REQUIRED TASKS |
- A) Can you copy, word for word, the stretch of the respiratory therapist article from "A Day in the Life of an RT, Annie" through "fill us in."?
- B) How would the respiratory therapist article go on from its final sentence? Write the next part.

TEXT BLOCK |

A Day in the Life of an RT, Annie B, RRT
There is never a “typical” day in the life for healthcare professionals. They are faced with different situations left and right, some emergency, some procedural. The life of a respiratory therapist (RT)is no exception. In fact, according to the Bureau of Labor Statistics (BLS), the hiring of RTs is growing faster than the national average for all occupations; and by 2026, BLS expects the demand for RTs to increase by 23%. As we shine a spotlight on respiratory care during Respiratory Care Week, we wanted to learn more about a day in the life of an RT; so, we talked to one of our RT travelers, Annie B, RRT, who was able to fill us in.
The Early Riser & Morning Reports
Daytime shifts for nurses generally start at 7am. Annie starts off her day getting up at 5:30am to be to work at 6:30am. She explains, “usually our day starts with getting reports for the patients we are taking. Some days you may not have much of a report and you must jump in immediately with patients.”
“We do three rounds on all our patients throughout the day where we do a full assessment; listening to breath sounds, checking our ventilators, making sure the endotracheal tubes are in the correct placement, running ABG’s, making ventilator changes based on blood work, recognizing if a patient is getting worse, etc.”
Responding Throughout the Hospital
Being an RT and RRT, Annie is working across all departments at the facility. “Throughout the day we are responding to code blues and rapid responses in all parts of the hospital. I think the coolest part about being a respiratory therapist is being apart of anything major or critical that is going on throughout the hospital.” This is all too familiar for Annie since she was an EMT for three years prior to becoming an RT.

SOURCE DATA |
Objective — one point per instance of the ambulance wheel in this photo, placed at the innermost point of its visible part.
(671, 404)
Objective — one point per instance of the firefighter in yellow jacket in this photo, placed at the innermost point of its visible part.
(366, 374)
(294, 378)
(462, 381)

ANSWERS BY TASK |
- A)
A Day in the Life of an RT, Annie B, RRT
There is never a “typical” day in the life for healthcare professionals. They are faced with different situations left and right, some emergency, some procedural. The life of a respiratory therapist (RT)is no exception. In fact, according to the Bureau of Labor Statistics (BLS), the hiring of RTs is growing faster than the national average for all occupations; and by 2026, BLS expects the demand for RTs to increase by 23%. As we shine a spotlight on respiratory care during Respiratory Care Week, we wanted to learn more about a day in the life of an RT; so, we talked to one of our RT travelers, Annie B, RRT, who was able to fill us in.

- B)
“Some days you’re running all day long and some days we’ll do our three rounds and that’s about it. At the end of the shift, we submit a report about all of our patients to the on-coming therapist and end our day around 7:00pm.”
Regardless of the assignment or specialty, nursing is a high-demand job, both physically and mentally. The high expectations are why burnout is a common concern. Read about how to mitigate your risk of burnout here.
Traveling Provides Flexibility
Annie’s home base is in Denver, Colorado where she was born and raised. She is currently on assignment in Medford, Oregon, and it is her first time living in southern Oregon. “I love being a travel RRT because I like to move around and try something new all the time and be able to stay in places I’ve never been to”, explains Annie.
She has been taking advantage of the new location. “Since I’ve been in Oregon on my days off, I’ve gone zip-lining, seen crater lake, been on hikes, and meet other travelers that I’ve become good friends with.”